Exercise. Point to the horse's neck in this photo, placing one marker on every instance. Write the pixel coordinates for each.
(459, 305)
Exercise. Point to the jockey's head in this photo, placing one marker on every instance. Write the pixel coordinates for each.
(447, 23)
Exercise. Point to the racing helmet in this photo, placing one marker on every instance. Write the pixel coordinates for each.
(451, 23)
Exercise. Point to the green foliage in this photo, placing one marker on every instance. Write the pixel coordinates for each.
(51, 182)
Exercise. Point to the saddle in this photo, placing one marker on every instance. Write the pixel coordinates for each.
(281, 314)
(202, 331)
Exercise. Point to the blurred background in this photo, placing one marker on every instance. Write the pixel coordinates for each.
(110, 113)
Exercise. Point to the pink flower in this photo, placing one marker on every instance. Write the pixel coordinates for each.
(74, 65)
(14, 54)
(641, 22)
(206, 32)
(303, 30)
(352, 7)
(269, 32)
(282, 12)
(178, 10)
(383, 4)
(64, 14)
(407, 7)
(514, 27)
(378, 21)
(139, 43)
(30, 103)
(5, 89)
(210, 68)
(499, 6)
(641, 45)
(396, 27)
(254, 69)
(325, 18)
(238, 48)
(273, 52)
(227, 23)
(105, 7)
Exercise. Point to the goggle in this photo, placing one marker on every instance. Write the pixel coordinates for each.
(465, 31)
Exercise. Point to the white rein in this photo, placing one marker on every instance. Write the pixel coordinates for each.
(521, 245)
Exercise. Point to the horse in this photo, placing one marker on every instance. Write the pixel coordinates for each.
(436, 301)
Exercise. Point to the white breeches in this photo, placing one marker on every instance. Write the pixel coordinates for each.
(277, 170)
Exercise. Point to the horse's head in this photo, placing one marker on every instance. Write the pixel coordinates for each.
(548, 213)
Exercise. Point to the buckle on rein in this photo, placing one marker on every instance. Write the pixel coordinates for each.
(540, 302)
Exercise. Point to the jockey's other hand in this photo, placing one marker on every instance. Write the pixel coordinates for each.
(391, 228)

-*-*-

### Objective
Render all of the entries above as a two-column CSV with the header columns "instruction" and "coordinates", one row per entry. Place each entry's text and its answer in separately quoted fields, replacing any line breaks with spaces.

### Complete answer
instruction,coordinates
"Exercise. Point to the horse's neck in this photo, placing one marker on every instance. Write the pixel coordinates for each.","(459, 305)"
"Exercise. Point to the jockey's head in this photo, placing one marker on every instance. Write the pixel coordinates for each.","(447, 23)"
"Exercise. Point to the racing helmet in this photo, placing one marker on every instance. Write the pixel coordinates for each.","(451, 23)"
"Exercise. Point to the green foliage in this photo, placing one marker on every instance. Write the pixel coordinates for each.","(51, 182)"
"Exercise. Point to the saddle in this photo, placing one marker on every instance. Write the pixel coordinates for each.","(281, 314) (202, 331)"
"Exercise. Point to the blurred background in this photo, placing one marker on every instance. Write the pixel coordinates for each.","(110, 113)"
"Exercise. Point to the pink flower in this photo, placing one marker on every instance. Write the pixel coordinates for each.","(74, 65) (14, 54) (641, 22) (206, 32) (303, 30) (352, 7) (269, 32) (282, 12) (178, 10) (383, 4) (64, 14) (407, 7) (514, 27) (378, 21) (139, 43) (30, 103) (5, 89) (210, 68) (499, 6) (641, 45) (396, 27) (254, 69) (325, 18) (238, 48) (273, 52) (227, 23) (105, 7)"
"Exercise. Point to the goggle in this photo, placing one marker on every instance. Write the pixel coordinates for each.","(465, 31)"
"Exercise. Point to the white rein in this photo, placing one marker on every instance. Write the pixel coordinates for each.","(521, 245)"
"Exercise. Point to the horse in this photo, placing one marker on every instance. Write the pixel coordinates for each.","(436, 301)"
"Exercise. Point to the white breeches in this photo, placing one marker on every instance. Write the pixel coordinates for each.","(277, 170)"
"Exercise. Point to the horse's head in this photo, placing one marker on every instance. Write the pixel coordinates for each.","(548, 213)"
"Exercise. Point to the buckle on rein in this photo, placing one marker on every instance. Write the pixel coordinates for each.","(540, 302)"
"Exercise. Point to the jockey's other hand in this photo, placing one marker on every instance. Write the pixel coordinates for each.","(391, 228)"